_Short task_: Write out all the rows below again with "in this photo" replaced by "in this image" everywhere, leaving everything else unchanged and the pictures out.

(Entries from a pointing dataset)
— Start —
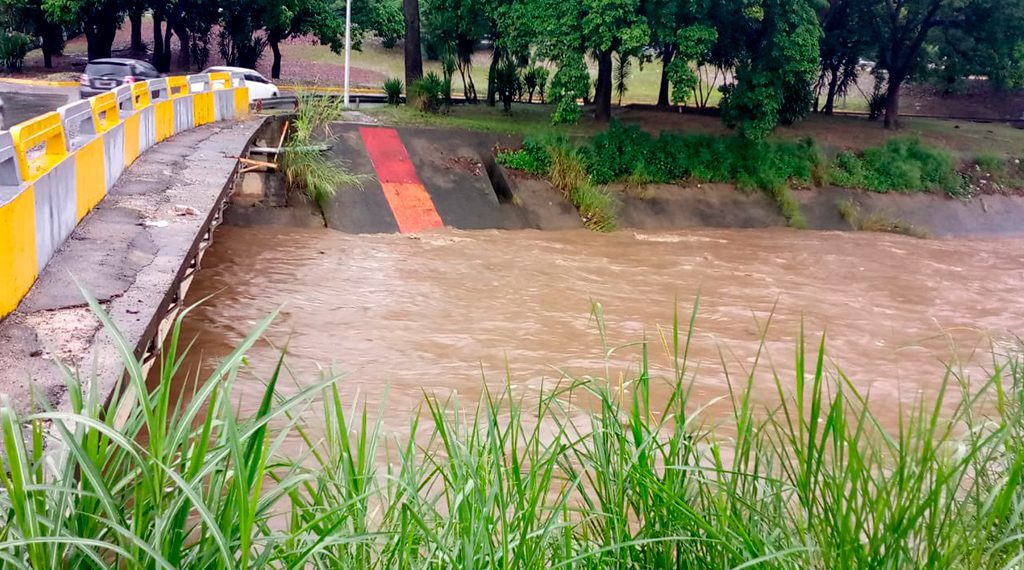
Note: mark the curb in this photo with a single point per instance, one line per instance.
(38, 82)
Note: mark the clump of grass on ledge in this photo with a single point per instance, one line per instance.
(878, 221)
(305, 167)
(633, 157)
(900, 165)
(591, 474)
(568, 174)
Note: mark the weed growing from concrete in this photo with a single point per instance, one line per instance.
(305, 166)
(568, 174)
(877, 221)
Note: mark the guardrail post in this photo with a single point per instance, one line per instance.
(42, 152)
(202, 98)
(241, 94)
(184, 106)
(163, 108)
(17, 229)
(86, 148)
(141, 99)
(110, 127)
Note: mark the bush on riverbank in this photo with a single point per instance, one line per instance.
(304, 165)
(590, 474)
(899, 165)
(627, 154)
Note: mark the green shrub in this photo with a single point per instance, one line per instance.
(532, 158)
(570, 82)
(506, 82)
(877, 221)
(392, 89)
(430, 92)
(994, 166)
(535, 79)
(900, 165)
(616, 151)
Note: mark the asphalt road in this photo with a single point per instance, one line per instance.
(23, 102)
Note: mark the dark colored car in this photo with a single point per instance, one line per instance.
(103, 75)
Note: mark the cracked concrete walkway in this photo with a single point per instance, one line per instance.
(130, 253)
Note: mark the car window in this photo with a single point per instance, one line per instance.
(108, 70)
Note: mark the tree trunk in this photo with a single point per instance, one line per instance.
(135, 17)
(168, 35)
(100, 31)
(663, 91)
(52, 42)
(184, 51)
(414, 51)
(97, 46)
(158, 40)
(830, 97)
(275, 50)
(892, 101)
(602, 92)
(496, 56)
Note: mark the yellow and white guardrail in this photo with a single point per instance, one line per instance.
(55, 168)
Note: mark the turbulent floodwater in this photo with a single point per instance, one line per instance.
(399, 315)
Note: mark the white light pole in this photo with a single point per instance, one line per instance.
(348, 42)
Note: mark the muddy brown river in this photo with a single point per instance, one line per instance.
(399, 315)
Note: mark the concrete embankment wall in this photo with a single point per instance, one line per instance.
(421, 178)
(55, 168)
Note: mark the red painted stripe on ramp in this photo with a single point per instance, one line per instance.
(412, 206)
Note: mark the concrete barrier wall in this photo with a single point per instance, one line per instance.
(55, 168)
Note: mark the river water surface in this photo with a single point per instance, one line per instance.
(399, 315)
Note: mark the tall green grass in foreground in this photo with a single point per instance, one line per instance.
(589, 475)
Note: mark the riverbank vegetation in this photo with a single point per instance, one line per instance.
(850, 211)
(303, 162)
(592, 473)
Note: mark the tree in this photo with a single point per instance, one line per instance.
(990, 33)
(297, 17)
(413, 48)
(135, 9)
(987, 41)
(190, 20)
(693, 44)
(458, 26)
(28, 16)
(776, 63)
(667, 18)
(900, 28)
(566, 31)
(98, 18)
(845, 38)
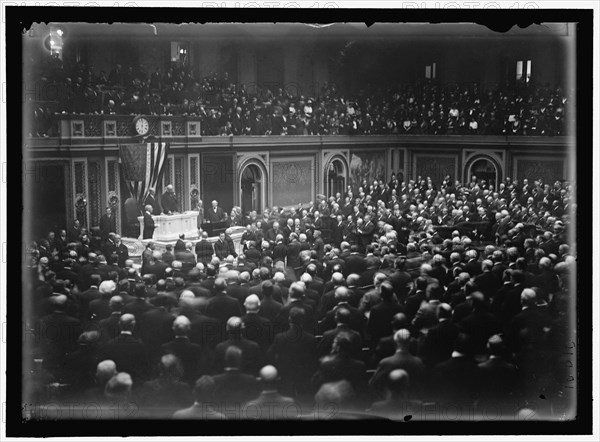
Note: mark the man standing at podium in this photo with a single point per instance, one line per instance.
(169, 201)
(215, 214)
(148, 223)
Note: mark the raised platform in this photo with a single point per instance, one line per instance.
(136, 245)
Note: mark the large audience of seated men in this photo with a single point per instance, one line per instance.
(385, 305)
(228, 108)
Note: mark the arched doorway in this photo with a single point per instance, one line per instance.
(251, 183)
(484, 169)
(336, 178)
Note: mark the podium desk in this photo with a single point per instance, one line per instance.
(214, 229)
(169, 227)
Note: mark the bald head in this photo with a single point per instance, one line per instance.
(252, 303)
(402, 338)
(268, 374)
(127, 322)
(105, 370)
(341, 294)
(181, 326)
(234, 325)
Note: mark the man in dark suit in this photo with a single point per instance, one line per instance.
(151, 201)
(487, 282)
(296, 300)
(269, 308)
(531, 318)
(293, 252)
(355, 263)
(342, 298)
(128, 352)
(148, 223)
(203, 407)
(233, 387)
(215, 214)
(221, 247)
(437, 345)
(121, 251)
(341, 365)
(294, 352)
(204, 249)
(222, 306)
(109, 327)
(480, 324)
(498, 377)
(154, 327)
(380, 318)
(270, 404)
(167, 390)
(57, 334)
(193, 359)
(139, 305)
(458, 378)
(366, 231)
(252, 356)
(342, 319)
(256, 327)
(187, 258)
(402, 359)
(108, 224)
(280, 249)
(205, 331)
(168, 201)
(180, 244)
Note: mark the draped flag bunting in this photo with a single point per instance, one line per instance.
(142, 166)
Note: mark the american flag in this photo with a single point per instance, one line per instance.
(142, 166)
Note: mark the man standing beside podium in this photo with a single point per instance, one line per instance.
(215, 214)
(168, 200)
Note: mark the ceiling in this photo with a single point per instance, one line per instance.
(297, 30)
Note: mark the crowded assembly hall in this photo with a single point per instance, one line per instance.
(282, 222)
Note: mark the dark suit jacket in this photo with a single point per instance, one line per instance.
(399, 360)
(438, 343)
(339, 367)
(355, 263)
(195, 361)
(148, 226)
(269, 308)
(252, 356)
(137, 307)
(210, 215)
(179, 246)
(380, 320)
(221, 249)
(235, 388)
(206, 331)
(57, 334)
(222, 307)
(107, 225)
(204, 251)
(129, 353)
(258, 329)
(498, 378)
(326, 342)
(154, 328)
(294, 353)
(109, 327)
(168, 202)
(456, 379)
(167, 395)
(488, 283)
(272, 405)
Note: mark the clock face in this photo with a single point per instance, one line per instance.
(142, 126)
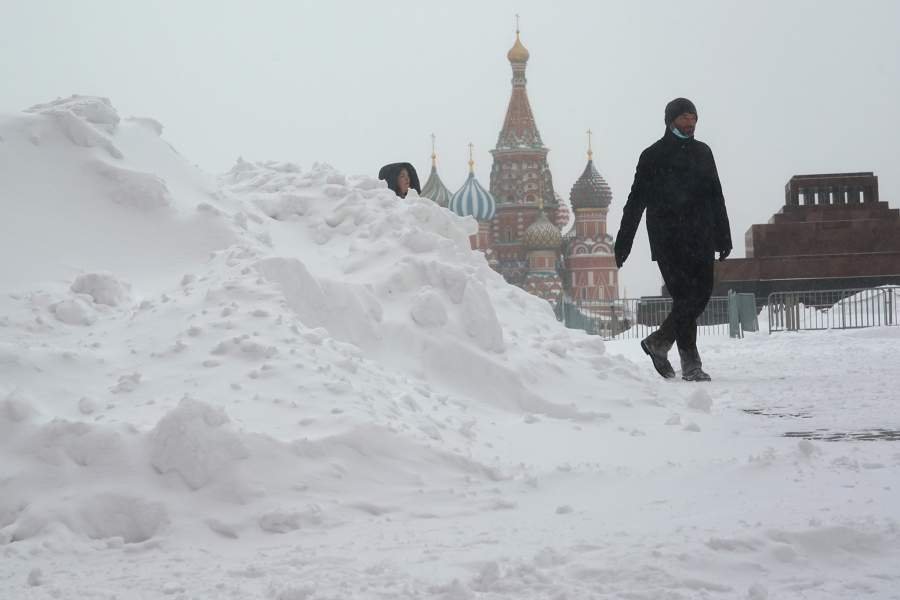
— End —
_Response_:
Note: mark the curb in this image with a single point per instance, one line per instance.
(38, 82)
Note: mark the clump of grass on ledge in this image with a single point per instance, one line per instance.
(878, 221)
(305, 167)
(633, 157)
(900, 165)
(591, 474)
(568, 174)
Note: mark the weed growing from concrete in this image with a single point per instance, one line per instance.
(305, 166)
(568, 174)
(877, 221)
Note: mark the guardrail post in this image with a single point per instance, one line per instance.
(42, 152)
(202, 98)
(241, 94)
(184, 106)
(163, 108)
(17, 229)
(86, 148)
(141, 99)
(110, 127)
Note: mark the bush on riverbank in this image with a single point per instance, one line per instance.
(304, 165)
(590, 474)
(899, 165)
(627, 154)
Note: mark the green shrub in this image with a single point per instance, one line per instance.
(532, 158)
(570, 82)
(506, 82)
(877, 221)
(392, 89)
(430, 92)
(994, 166)
(535, 79)
(900, 165)
(616, 151)
Note: mark the asphalt road in this image with a single point per instance, one line per instance.
(23, 102)
Note: mark the dark colored car in this image with a single point per instance, one line per instance.
(103, 75)
Note: mark the cracked concrete walkway in this image with a single point per instance, one line per instance.
(130, 253)
Note: mark the car window in this image with a single point per instance, one line per instance.
(108, 70)
Note: mark the tree trunk in this image with a single point per instance, one line per instance.
(135, 17)
(168, 35)
(100, 31)
(663, 91)
(52, 42)
(184, 51)
(414, 51)
(97, 46)
(158, 40)
(830, 97)
(275, 50)
(892, 101)
(602, 92)
(496, 56)
Note: mark the yellow and white guardrail in this image with a single point per instance, one line per instance.
(55, 168)
Note: mark the turbulent floodwater in this image with a single point per instance, one line per instance.
(399, 315)
Note: mark the white light pole in this image with a single point per instance, one line per instance.
(348, 42)
Note: mark the muddy brown river in this image with a single point per instance, one line per instance.
(399, 315)
Note: mark the concrete embankment wall in this image with a single point per instance, one line per instance.
(421, 178)
(55, 168)
Note: mark the red painted stripe on ramp in this image with a single point per instance, one line per instance.
(412, 206)
Note: mark the concrete barrier wall in this image with a single point per instance, one line per instance.
(55, 168)
Note: mark the river water surface in this image with a single point per instance, one line per instance.
(399, 315)
Note: mark the tall green grass in foreground in this image with a single point per instance, one line per instance.
(589, 475)
Note: mark the riverbank vegetation in this image with a single point per instance, one line per instance.
(850, 211)
(303, 162)
(592, 473)
Note: mark the tree in this image with a single point per instance, one line per instance.
(990, 33)
(297, 17)
(413, 48)
(135, 9)
(987, 41)
(190, 20)
(693, 44)
(458, 26)
(28, 16)
(776, 63)
(667, 18)
(900, 28)
(566, 31)
(98, 18)
(845, 38)
Note: mark the man standing at podium in this image with a single point per instance, one line per instance.
(169, 201)
(215, 214)
(148, 223)
Note: mark the raised platform in this image with a single point per instance, one line per instance.
(136, 245)
Note: mark the large audience of seated men in this image with a single point per instance, one line per instance.
(385, 305)
(228, 108)
Note: mark the arched doorway in this image with a single point per instance, one line per instance.
(251, 183)
(484, 169)
(336, 178)
Note: mark the podium desk in this image with a single point per instance, one line per instance.
(214, 229)
(169, 227)
Note: mark the bald head in this image with a single point per instance, one line per instance.
(252, 303)
(402, 338)
(268, 374)
(127, 322)
(105, 370)
(341, 294)
(181, 326)
(234, 325)
Note: mark the man in dark suit in this image with a single point per instance, one line per instance.
(151, 201)
(487, 282)
(296, 300)
(269, 308)
(531, 318)
(293, 252)
(355, 263)
(342, 298)
(128, 352)
(148, 223)
(203, 407)
(233, 387)
(215, 214)
(221, 247)
(437, 345)
(121, 251)
(341, 365)
(294, 352)
(204, 249)
(222, 306)
(109, 327)
(480, 324)
(498, 377)
(154, 327)
(380, 318)
(270, 404)
(167, 390)
(57, 334)
(193, 359)
(139, 305)
(458, 378)
(366, 231)
(252, 356)
(342, 319)
(256, 327)
(187, 258)
(402, 359)
(108, 224)
(280, 249)
(205, 331)
(168, 201)
(180, 244)
Note: mark the draped flag bunting in this image with a single point per instance, one line per instance.
(142, 166)
Note: mark the american flag in this image with a single point per instance, one line per instance.
(142, 166)
Note: mark the man standing beside podium in this image with a single point per instance, one line per instance.
(215, 214)
(168, 200)
Note: mark the ceiling in this image with a single point per instance, one line per instance.
(297, 30)
Note: mark the crowded assembly hall in this image with a single point per instance, one line per instance.
(282, 222)
Note: mark the dark suit jacket in this image with a single point per instance, one line per instance.
(399, 360)
(438, 343)
(339, 367)
(355, 263)
(195, 361)
(148, 226)
(269, 308)
(252, 356)
(137, 307)
(210, 215)
(179, 246)
(380, 320)
(221, 249)
(235, 388)
(206, 331)
(57, 334)
(222, 307)
(107, 225)
(204, 251)
(129, 353)
(258, 329)
(498, 378)
(326, 342)
(154, 328)
(294, 353)
(109, 327)
(168, 202)
(456, 379)
(167, 395)
(488, 283)
(272, 405)
Note: mark the clock face in this image with a single point per instance, one line per instance.
(142, 126)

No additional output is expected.